[Records from a data source]
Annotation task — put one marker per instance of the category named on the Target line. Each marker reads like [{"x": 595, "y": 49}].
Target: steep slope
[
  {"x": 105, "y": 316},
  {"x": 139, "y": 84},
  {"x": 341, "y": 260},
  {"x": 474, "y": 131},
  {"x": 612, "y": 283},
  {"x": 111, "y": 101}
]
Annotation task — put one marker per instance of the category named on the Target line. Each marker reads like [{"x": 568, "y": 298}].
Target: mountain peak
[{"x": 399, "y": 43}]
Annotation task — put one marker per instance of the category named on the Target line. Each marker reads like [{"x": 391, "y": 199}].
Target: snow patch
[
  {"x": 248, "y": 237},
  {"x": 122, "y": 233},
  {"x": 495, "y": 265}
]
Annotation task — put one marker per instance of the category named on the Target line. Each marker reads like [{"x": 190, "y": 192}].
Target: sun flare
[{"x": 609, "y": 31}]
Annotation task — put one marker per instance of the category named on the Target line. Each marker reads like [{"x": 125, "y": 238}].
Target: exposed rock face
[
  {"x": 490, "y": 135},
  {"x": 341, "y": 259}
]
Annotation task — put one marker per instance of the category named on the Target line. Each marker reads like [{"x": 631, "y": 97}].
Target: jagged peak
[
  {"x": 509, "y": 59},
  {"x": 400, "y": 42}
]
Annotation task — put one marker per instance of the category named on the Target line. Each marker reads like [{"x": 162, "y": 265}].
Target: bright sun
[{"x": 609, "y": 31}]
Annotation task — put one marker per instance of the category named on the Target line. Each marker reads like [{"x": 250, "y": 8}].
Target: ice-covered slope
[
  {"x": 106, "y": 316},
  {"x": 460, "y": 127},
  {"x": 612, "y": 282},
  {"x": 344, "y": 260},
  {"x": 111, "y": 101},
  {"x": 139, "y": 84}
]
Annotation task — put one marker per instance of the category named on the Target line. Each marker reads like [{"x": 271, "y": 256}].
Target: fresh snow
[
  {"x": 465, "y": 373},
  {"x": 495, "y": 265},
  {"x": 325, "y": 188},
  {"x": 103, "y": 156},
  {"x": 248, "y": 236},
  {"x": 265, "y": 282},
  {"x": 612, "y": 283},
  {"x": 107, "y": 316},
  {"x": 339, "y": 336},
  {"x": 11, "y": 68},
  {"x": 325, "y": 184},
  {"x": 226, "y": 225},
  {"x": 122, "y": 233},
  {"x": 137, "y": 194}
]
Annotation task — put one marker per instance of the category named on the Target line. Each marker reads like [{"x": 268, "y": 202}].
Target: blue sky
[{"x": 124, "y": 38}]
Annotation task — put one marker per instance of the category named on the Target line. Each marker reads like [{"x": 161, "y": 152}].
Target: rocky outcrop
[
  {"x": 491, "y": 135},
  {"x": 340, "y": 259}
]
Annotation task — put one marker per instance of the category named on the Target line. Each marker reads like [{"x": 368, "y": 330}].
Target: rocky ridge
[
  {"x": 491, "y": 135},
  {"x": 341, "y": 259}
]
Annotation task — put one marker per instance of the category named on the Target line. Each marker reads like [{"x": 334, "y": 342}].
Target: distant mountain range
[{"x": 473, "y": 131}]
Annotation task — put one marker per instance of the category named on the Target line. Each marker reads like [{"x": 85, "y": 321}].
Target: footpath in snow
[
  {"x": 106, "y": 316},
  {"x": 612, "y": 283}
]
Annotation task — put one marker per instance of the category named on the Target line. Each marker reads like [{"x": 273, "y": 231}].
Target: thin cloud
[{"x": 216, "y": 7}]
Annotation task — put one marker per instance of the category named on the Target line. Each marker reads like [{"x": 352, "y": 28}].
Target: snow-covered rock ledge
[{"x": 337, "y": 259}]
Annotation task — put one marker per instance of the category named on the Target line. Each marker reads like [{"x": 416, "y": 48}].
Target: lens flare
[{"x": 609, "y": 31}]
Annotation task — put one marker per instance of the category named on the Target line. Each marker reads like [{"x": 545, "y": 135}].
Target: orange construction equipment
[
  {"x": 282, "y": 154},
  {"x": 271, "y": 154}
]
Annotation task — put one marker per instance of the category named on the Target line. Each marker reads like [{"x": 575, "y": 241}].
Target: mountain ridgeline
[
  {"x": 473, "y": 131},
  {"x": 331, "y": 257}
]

EXERCISE DESCRIPTION
Set out the complete listing exactly as shown.

PROBLEM SOLUTION
Annotation task — put one marker per instance of the category named on the Target line. Each marker reads like [{"x": 595, "y": 49}].
Target: steep slope
[
  {"x": 105, "y": 316},
  {"x": 139, "y": 84},
  {"x": 341, "y": 260},
  {"x": 474, "y": 131},
  {"x": 612, "y": 283},
  {"x": 111, "y": 101}
]
Annotation task — put one marker per instance of the category named on the Target line. Each marker reads like [{"x": 568, "y": 298}].
Target: mountain peak
[{"x": 399, "y": 43}]
Annotation task — put one marker per instance of the category named on the Target line. Each marker reads like [{"x": 391, "y": 199}].
Target: snow patch
[
  {"x": 248, "y": 237},
  {"x": 122, "y": 233},
  {"x": 495, "y": 265}
]
Annotation task — put one marker per instance of the category named on the Target line. Each marker reads like [{"x": 190, "y": 192}].
Target: sun flare
[{"x": 609, "y": 31}]
Annotation task — put one marker per instance of the category named on the Target line. Each marker reads like [{"x": 125, "y": 238}].
Target: exposed rock face
[
  {"x": 490, "y": 135},
  {"x": 341, "y": 259}
]
Annotation task — put one marker per instance of the category named on the Target line. Each marker reads like [{"x": 631, "y": 97}].
Target: jagged peak
[
  {"x": 509, "y": 59},
  {"x": 400, "y": 42}
]
Annotation task — put one marker per instance of the category named on the Target line. Each marker reads like [{"x": 162, "y": 265}].
Target: bright sun
[{"x": 609, "y": 31}]
Annotation task — put one marker per instance of the category named on the Target line. Each marker reads like [{"x": 250, "y": 8}].
Target: ice-covered slope
[
  {"x": 106, "y": 316},
  {"x": 460, "y": 127},
  {"x": 612, "y": 282},
  {"x": 344, "y": 260},
  {"x": 111, "y": 101},
  {"x": 139, "y": 84}
]
Annotation task — put one marker per instance of the category named on the Target line. Each marker reads like [{"x": 271, "y": 256}].
Target: fresh snow
[
  {"x": 465, "y": 373},
  {"x": 495, "y": 265},
  {"x": 325, "y": 188},
  {"x": 103, "y": 156},
  {"x": 248, "y": 236},
  {"x": 265, "y": 282},
  {"x": 612, "y": 283},
  {"x": 107, "y": 316},
  {"x": 339, "y": 336},
  {"x": 11, "y": 68},
  {"x": 325, "y": 184},
  {"x": 226, "y": 225},
  {"x": 122, "y": 233},
  {"x": 137, "y": 194}
]
Annotation task — put one marker per instance of the category named on the Target line. Each marker reads like [{"x": 268, "y": 202}].
Target: blue sky
[{"x": 124, "y": 38}]
Annotation task — put one marker per instance of the category named on the Target line. Each marker reads like [{"x": 161, "y": 152}].
Target: rocky outcrop
[
  {"x": 491, "y": 135},
  {"x": 340, "y": 259}
]
Annotation task — put one marker per instance of the category named on the Target line. Each marker reads like [{"x": 368, "y": 330}].
Target: rocky ridge
[
  {"x": 491, "y": 135},
  {"x": 341, "y": 259}
]
Annotation task — put one marker per instance of the category named on the Target line. Each marker reads like [{"x": 334, "y": 342}].
Target: distant mountain range
[{"x": 473, "y": 131}]
Annotation task — put one marker per instance of the category named on the Target line. Each marker reads like [{"x": 85, "y": 321}].
Target: footpath in snow
[
  {"x": 106, "y": 316},
  {"x": 612, "y": 283}
]
Annotation task — put one marker per instance of the category named on the Target line. Each marker reads like [{"x": 273, "y": 231}].
Target: thin cloud
[{"x": 216, "y": 7}]
Annotation task — put one marker per instance of the category named on the Target line. Each marker reads like [{"x": 352, "y": 28}].
Target: snow-covered rock ledge
[{"x": 337, "y": 259}]
Annotation task — put one marker per instance of the category named on the Target line. Each marker reads like [{"x": 416, "y": 48}].
Target: lens flare
[{"x": 609, "y": 31}]
Annotation task — put one marker per instance of the category named on the Target line. Each marker reads like [{"x": 545, "y": 135}].
Target: orange construction equipment
[
  {"x": 282, "y": 154},
  {"x": 271, "y": 154}
]
Annotation task — put one marker per instance of the category named on the Target line. Each marker reads like [{"x": 575, "y": 241}].
Target: mountain ridgeline
[
  {"x": 473, "y": 131},
  {"x": 331, "y": 257}
]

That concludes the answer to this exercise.